-- START OF Supplied passage --

Implementing deque with a couple of vectors?

C

chris

Hello,

I've recently been trying to understand the various structures supplied
by c++, and the one I find most confusing is deque.

One quick question about this. It seems most implementations of deque
are quite complex. Why couldn't I implement deque with a couple of
vectors V,W where the deque is the element of V in reverse order
followed by W? This would appear to me to satisfy all the conditions,
and be significantly simpler. Am I missing something obvious?

Chris
 
C

Catalin Pitis

chris said:
Hello,

I've recently been trying to understand the various structures supplied by
c++, and the one I find most confusing is deque.

One quick question about this. It seems most implementations of deque are
quite complex. Why couldn't I implement deque with a couple of vectors V,W
where the deque is the element of V in reverse order followed by W? This
would appear to me to satisfy all the conditions, and be significantly
simpler. Am I missing something obvious?

Chris

There are some differences between vectors and deques. A deque is very
performant at front and back insertions (constant time). A deque doesn't
store the elements in a continuous memory block, like vectors, but in linked
blocks. This means that it doesn't reallocate memory when the the size
becomes greater than capacity (like in the case of a vector), but instead
allocates a new memory block and links it to the last block used.

br/
Catalin
 
P

Phlip

Catalin said:
There are some differences between vectors and deques. A deque is very
performant at front and back insertions (constant time). A deque doesn't
store the elements in a continuous memory block, like vectors, but in linked
blocks. This means that it doesn't reallocate memory when the the size
becomes greater than capacity (like in the case of a vector), but instead
allocates a new memory block and links it to the last block used.

Herb Sutter recommends deque as the default container without a reason to
use another.

New questions:

Is deque more time efficient than vector? Is it more memory efficient than
list?

deque sounds similar to a data structure which I'l call "Rope". That's
designed for extra long and highly dynamic strings. When you insert a
character into the middle of the block, Rope might split the block, and
might put the new character into the lower block, with a reserved area after
the character, anticipating more. This naturally tunes for editors.

Does deque split blocks like that at insert time?

Block splitting requires eventual heap compaction. How could deque support
that? (Custom memory allocators need not apply!)
 
C

chris

Catalin said:
There are some differences between vectors and deques. A deque is very
performant at front and back insertions (constant time). A deque doesn't
store the elements in a continuous memory block, like vectors, but in linked
blocks. This means that it doesn't reallocate memory when the the size
becomes greater than capacity (like in the case of a vector), but instead
allocates a new memory block and links it to the last block used.

-- END OF Supplied passage --

■ **Exercise directions**
In the forum thread about deque, who is said to recommend deque as the default container?

-- START OF Entries shown --

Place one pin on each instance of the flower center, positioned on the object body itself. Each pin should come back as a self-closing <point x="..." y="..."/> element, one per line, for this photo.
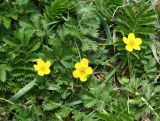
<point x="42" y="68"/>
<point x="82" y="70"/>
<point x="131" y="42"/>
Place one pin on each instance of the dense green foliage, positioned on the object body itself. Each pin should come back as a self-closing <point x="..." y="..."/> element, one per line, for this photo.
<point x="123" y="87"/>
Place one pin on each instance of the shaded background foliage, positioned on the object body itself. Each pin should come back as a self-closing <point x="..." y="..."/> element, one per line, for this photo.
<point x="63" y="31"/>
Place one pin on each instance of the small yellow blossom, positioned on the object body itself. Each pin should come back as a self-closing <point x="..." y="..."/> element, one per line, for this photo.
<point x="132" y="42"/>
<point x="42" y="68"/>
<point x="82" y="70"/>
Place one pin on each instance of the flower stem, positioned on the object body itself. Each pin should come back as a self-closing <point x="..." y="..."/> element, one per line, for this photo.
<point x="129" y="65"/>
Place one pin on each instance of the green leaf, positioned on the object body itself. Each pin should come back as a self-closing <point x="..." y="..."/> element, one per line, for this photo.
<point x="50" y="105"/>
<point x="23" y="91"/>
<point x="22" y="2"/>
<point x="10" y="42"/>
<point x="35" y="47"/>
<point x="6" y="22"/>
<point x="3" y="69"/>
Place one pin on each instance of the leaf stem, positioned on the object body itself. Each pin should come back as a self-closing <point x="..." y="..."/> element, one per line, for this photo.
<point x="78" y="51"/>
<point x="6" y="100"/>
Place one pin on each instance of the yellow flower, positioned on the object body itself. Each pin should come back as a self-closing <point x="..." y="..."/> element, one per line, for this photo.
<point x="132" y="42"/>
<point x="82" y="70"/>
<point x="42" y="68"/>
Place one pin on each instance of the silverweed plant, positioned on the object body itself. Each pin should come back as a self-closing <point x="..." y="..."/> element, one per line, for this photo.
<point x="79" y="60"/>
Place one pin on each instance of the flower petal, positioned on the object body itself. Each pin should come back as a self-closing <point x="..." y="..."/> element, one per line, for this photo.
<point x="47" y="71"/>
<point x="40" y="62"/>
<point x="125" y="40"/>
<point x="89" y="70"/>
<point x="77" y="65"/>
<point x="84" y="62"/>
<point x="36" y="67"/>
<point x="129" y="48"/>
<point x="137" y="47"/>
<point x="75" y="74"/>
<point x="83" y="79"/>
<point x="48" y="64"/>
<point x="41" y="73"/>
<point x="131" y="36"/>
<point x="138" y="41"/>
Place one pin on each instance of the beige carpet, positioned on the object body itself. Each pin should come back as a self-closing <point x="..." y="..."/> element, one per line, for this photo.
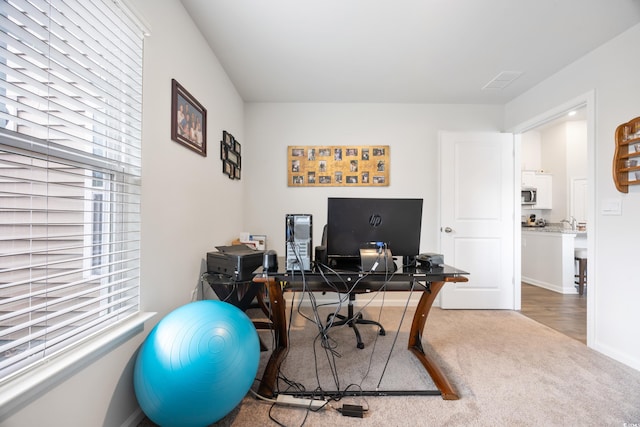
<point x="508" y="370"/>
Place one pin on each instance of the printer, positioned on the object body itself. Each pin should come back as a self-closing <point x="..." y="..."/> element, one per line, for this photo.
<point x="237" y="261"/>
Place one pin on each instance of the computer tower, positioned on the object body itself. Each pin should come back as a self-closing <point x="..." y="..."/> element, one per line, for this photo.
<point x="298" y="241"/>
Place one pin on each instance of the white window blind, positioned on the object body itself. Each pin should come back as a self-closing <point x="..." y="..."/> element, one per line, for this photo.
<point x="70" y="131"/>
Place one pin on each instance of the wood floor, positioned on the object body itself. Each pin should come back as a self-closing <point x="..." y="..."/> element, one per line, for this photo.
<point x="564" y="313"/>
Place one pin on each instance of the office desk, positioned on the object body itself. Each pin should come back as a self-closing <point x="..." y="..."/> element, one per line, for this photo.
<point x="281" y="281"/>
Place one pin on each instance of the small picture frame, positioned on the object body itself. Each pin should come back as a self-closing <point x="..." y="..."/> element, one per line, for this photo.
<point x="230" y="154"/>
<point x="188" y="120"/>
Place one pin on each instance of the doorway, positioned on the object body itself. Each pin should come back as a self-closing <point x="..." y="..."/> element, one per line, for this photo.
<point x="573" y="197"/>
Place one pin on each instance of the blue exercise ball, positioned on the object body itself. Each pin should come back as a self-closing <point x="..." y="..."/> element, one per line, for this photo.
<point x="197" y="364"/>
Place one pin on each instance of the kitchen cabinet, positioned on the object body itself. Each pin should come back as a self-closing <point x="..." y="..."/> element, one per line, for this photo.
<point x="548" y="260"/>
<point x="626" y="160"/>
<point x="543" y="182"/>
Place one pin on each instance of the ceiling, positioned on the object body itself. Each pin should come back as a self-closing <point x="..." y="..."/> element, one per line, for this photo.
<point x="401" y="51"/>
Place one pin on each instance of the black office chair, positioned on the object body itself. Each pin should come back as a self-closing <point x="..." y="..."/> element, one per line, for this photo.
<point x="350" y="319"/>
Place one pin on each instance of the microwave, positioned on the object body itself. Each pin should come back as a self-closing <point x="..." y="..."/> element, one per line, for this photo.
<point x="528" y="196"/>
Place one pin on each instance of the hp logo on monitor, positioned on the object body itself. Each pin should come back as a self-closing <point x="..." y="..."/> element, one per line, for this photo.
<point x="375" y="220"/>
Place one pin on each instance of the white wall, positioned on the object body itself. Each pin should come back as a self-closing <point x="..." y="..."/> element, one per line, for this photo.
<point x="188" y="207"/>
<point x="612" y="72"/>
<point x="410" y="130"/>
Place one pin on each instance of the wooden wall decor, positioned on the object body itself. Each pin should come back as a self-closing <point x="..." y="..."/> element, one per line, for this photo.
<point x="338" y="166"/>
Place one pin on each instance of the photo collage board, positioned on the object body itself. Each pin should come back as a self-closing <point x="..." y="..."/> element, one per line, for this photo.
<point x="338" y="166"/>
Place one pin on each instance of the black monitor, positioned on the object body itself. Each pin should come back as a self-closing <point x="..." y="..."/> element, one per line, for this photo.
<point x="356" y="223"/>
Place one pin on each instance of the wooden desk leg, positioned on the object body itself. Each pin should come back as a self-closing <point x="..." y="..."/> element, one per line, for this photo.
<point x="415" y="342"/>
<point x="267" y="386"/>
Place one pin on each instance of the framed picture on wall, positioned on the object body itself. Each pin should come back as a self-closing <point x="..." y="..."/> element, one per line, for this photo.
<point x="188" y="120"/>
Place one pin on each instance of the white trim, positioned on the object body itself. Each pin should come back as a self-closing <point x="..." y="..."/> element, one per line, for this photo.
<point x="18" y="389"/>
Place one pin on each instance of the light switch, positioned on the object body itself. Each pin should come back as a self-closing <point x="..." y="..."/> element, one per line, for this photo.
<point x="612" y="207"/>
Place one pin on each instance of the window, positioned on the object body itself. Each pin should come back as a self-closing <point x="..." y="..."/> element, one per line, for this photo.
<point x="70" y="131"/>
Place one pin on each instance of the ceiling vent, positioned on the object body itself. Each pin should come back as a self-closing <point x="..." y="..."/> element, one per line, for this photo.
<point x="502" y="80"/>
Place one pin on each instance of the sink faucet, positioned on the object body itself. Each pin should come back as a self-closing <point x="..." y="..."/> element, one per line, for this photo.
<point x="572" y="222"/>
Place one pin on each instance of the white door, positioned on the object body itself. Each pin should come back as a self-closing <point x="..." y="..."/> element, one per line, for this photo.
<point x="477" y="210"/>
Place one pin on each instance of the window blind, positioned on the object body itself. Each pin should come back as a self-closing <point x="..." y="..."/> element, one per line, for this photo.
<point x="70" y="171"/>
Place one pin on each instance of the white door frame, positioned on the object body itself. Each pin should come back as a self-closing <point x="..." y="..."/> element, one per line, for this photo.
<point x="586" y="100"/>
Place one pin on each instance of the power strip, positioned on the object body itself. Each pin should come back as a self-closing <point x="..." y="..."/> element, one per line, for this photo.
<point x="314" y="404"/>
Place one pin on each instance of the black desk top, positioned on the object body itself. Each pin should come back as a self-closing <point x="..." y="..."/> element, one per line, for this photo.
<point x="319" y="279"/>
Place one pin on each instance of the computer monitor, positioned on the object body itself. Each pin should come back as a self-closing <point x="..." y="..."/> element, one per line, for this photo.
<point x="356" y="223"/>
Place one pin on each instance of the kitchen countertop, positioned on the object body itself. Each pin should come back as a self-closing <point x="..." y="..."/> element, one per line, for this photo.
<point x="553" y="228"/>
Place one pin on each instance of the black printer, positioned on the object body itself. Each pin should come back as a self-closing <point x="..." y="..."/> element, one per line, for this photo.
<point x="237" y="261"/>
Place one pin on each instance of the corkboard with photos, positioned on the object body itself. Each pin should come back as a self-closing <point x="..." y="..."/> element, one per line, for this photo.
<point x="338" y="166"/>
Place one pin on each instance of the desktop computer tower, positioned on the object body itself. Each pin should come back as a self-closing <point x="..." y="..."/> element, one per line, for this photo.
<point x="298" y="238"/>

-- END OF Entries shown --

■ **Right answer**
Herb Sutter